(RECORDS FOR PROCESSING Opens)

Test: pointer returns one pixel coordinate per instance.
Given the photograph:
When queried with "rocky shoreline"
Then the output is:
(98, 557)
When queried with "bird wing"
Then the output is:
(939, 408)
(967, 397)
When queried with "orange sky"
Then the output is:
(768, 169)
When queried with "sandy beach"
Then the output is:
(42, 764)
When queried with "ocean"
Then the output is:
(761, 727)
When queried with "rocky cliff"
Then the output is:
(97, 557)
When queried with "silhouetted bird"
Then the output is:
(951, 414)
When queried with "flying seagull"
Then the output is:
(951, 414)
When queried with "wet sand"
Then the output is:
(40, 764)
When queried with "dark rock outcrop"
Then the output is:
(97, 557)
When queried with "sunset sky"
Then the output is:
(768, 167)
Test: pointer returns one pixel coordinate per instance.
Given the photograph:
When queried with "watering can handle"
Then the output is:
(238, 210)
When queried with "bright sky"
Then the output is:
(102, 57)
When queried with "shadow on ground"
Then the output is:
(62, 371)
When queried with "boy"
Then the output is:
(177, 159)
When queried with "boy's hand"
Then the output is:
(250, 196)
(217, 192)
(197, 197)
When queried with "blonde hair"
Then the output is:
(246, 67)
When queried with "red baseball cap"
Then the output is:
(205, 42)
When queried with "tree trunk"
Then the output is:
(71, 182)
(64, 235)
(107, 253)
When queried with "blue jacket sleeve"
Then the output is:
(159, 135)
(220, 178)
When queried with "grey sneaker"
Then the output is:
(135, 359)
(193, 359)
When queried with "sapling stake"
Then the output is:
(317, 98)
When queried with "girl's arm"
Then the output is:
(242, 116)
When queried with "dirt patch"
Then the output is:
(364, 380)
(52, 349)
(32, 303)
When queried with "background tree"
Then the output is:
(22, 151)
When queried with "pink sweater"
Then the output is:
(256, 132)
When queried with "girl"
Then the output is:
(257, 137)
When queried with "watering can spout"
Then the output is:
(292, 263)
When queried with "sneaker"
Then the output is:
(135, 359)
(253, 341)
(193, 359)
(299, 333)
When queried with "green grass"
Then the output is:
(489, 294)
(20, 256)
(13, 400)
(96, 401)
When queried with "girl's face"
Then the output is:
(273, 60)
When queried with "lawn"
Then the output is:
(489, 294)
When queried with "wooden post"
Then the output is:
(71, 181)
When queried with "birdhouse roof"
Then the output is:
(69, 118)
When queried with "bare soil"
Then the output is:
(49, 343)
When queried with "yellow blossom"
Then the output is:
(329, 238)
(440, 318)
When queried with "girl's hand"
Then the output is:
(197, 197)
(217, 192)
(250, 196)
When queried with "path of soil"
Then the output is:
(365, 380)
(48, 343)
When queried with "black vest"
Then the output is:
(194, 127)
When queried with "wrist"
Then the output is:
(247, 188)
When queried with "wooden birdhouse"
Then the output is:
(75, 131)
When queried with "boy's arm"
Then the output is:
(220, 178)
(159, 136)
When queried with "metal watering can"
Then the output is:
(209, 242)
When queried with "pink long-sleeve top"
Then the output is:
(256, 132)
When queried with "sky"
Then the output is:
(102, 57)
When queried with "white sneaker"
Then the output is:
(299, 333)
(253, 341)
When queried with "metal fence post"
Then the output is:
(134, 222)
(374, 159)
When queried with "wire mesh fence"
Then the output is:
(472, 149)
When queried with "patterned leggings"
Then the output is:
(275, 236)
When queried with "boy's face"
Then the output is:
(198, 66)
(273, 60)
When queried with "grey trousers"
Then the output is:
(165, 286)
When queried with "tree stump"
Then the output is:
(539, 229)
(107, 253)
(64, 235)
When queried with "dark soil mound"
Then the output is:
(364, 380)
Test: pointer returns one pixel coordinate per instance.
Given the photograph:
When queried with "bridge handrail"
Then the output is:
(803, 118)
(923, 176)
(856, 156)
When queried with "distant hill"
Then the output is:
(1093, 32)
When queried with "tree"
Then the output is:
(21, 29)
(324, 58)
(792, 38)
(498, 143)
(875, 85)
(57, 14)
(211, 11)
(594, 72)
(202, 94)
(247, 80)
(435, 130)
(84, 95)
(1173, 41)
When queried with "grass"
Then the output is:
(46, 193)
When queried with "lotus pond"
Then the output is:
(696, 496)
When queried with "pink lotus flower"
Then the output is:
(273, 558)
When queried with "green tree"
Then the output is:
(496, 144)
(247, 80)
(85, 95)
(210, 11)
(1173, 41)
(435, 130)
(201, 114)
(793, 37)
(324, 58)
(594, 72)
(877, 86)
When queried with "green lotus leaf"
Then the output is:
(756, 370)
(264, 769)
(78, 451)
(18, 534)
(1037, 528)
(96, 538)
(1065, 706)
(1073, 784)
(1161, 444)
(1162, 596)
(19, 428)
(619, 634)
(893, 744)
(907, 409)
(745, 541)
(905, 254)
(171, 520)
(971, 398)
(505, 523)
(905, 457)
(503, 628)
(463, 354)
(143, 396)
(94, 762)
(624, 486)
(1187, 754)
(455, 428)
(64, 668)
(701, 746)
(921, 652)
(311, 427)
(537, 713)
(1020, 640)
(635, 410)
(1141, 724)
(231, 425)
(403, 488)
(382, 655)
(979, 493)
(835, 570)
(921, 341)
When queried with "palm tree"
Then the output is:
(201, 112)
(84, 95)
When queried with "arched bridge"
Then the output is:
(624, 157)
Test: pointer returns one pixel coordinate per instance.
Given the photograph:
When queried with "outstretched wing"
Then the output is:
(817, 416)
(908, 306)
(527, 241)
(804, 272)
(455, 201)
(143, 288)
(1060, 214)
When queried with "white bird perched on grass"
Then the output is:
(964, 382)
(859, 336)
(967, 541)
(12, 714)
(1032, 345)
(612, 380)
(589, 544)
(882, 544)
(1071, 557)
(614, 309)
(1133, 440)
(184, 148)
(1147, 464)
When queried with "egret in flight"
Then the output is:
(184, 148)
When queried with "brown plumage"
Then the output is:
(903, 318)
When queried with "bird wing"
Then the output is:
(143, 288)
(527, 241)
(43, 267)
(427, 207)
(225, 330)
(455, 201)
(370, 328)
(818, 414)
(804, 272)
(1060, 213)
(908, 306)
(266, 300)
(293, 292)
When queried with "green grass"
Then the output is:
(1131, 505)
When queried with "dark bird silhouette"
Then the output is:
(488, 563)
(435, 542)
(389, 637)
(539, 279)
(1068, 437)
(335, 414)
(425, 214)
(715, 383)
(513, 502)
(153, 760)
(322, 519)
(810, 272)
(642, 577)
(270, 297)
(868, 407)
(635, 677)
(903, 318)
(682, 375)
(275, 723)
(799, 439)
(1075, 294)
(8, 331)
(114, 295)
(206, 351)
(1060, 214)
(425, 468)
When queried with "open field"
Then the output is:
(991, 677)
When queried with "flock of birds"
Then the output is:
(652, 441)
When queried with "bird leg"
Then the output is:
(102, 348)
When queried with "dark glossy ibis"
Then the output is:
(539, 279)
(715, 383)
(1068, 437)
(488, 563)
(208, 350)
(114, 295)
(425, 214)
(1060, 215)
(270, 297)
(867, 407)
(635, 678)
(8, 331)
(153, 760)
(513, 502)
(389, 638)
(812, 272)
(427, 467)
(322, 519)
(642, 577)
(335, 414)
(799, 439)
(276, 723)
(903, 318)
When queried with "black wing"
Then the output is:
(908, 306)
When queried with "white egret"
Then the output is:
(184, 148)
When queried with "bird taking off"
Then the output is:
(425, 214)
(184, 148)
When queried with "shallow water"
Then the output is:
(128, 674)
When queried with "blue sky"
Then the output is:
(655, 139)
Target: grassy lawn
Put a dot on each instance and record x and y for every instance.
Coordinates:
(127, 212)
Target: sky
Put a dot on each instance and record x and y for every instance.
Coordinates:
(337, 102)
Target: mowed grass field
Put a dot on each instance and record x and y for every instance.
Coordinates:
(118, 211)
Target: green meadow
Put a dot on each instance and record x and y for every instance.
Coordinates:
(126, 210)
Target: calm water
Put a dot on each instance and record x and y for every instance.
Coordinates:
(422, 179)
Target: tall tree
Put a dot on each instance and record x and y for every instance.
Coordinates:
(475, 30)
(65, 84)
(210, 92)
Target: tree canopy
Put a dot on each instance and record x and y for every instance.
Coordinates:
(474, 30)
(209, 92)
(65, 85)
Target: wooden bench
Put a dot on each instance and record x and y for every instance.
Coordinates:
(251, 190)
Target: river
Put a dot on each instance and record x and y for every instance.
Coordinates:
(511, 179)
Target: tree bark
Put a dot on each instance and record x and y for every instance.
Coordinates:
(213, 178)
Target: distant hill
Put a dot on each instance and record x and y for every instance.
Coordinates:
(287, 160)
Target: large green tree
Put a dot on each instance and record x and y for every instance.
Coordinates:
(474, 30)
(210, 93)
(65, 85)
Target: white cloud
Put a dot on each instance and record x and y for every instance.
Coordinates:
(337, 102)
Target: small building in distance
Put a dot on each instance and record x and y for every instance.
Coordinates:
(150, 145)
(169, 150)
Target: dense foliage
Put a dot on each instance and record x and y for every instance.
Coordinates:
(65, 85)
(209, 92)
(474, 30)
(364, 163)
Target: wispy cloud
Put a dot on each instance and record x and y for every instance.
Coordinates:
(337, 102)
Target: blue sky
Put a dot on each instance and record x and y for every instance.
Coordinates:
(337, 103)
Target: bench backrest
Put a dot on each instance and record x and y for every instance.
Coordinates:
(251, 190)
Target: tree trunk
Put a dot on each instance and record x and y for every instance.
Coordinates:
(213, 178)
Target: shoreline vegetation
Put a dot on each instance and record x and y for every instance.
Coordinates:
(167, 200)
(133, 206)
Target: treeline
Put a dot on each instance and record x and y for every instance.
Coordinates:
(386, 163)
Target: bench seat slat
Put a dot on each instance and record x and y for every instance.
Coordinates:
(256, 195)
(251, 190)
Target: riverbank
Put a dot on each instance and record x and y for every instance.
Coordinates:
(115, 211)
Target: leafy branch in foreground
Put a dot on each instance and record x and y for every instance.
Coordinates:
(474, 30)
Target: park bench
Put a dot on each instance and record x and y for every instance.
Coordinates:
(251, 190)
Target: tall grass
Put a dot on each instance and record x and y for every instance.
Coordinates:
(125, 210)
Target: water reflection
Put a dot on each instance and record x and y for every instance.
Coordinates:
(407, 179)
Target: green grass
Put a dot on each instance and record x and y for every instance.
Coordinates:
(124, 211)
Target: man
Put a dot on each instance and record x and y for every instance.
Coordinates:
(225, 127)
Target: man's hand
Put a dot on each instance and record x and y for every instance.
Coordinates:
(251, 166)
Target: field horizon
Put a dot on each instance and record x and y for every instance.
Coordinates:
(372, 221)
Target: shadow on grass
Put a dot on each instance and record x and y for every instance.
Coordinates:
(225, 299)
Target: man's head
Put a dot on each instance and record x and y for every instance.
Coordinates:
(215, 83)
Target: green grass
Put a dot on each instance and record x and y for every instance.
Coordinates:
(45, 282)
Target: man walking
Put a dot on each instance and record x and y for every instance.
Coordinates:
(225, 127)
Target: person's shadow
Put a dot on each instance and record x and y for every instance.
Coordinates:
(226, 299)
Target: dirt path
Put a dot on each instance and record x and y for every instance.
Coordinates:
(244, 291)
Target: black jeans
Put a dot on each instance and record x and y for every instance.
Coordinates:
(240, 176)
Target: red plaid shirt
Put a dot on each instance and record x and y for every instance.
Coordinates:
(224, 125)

(RECORDS FOR PROCESSING Closes)

» **YOUR ASSIGNMENT**:
Please go through the data above and copy every line that has the word "lawn".

» **TASK ANSWER**:
When queried with "lawn"
Target: grassy lawn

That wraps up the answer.